**TASK REQUIREMENTS**
Copy the rows below word for word, starting at the line that contains "Could you point to every instance of the mountain" and ending at the line that contains "<point>605,14</point>", both included.

**SOURCE MATERIAL**
*-*-*
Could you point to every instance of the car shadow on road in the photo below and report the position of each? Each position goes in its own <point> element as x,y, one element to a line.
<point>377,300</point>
*-*-*
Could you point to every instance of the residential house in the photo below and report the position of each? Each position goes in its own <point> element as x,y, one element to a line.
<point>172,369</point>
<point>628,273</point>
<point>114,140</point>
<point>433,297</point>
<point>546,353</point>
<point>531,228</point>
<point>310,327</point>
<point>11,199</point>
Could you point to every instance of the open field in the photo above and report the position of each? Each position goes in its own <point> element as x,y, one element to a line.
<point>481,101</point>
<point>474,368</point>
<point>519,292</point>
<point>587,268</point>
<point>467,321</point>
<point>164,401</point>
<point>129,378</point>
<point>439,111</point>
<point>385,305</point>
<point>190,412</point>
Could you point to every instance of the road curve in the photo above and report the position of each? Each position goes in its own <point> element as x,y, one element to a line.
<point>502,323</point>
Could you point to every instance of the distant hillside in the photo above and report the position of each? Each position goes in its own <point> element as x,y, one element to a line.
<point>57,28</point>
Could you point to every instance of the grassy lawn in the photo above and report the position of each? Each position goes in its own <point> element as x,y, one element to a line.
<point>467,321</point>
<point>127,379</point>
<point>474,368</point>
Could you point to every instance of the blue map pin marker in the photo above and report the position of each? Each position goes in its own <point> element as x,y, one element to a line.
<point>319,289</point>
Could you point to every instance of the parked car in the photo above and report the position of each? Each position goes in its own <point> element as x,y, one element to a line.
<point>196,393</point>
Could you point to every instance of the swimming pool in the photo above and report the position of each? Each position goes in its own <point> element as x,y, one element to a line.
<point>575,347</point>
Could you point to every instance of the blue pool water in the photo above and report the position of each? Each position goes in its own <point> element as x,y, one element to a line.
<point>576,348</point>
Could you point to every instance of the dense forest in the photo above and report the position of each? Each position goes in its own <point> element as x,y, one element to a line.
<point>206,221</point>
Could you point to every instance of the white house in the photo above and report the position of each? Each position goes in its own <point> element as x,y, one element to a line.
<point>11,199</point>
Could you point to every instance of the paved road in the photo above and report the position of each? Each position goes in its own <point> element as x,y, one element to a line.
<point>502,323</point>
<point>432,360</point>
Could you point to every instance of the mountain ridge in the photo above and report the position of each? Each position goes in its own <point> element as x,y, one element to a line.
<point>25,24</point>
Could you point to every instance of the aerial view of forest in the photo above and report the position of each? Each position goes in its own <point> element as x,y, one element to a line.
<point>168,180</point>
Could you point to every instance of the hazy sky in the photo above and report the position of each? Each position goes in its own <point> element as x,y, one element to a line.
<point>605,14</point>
*-*-*
**RIGHT ANSWER**
Could you point to every instance of the mountain ridge in the photo above and report the position of each? Each position goes in its own <point> element as x,y, one element to a line.
<point>25,24</point>
Could you point to every instance of the aerial view of forest in the photo above and report the position of each? Each position goes in its own <point> element as x,y, one element to a line.
<point>168,180</point>
Could you point to every instance of the hazy sky in the photo above and report the position of each? Each position goes in its own <point> element as x,y, one element to a line.
<point>605,14</point>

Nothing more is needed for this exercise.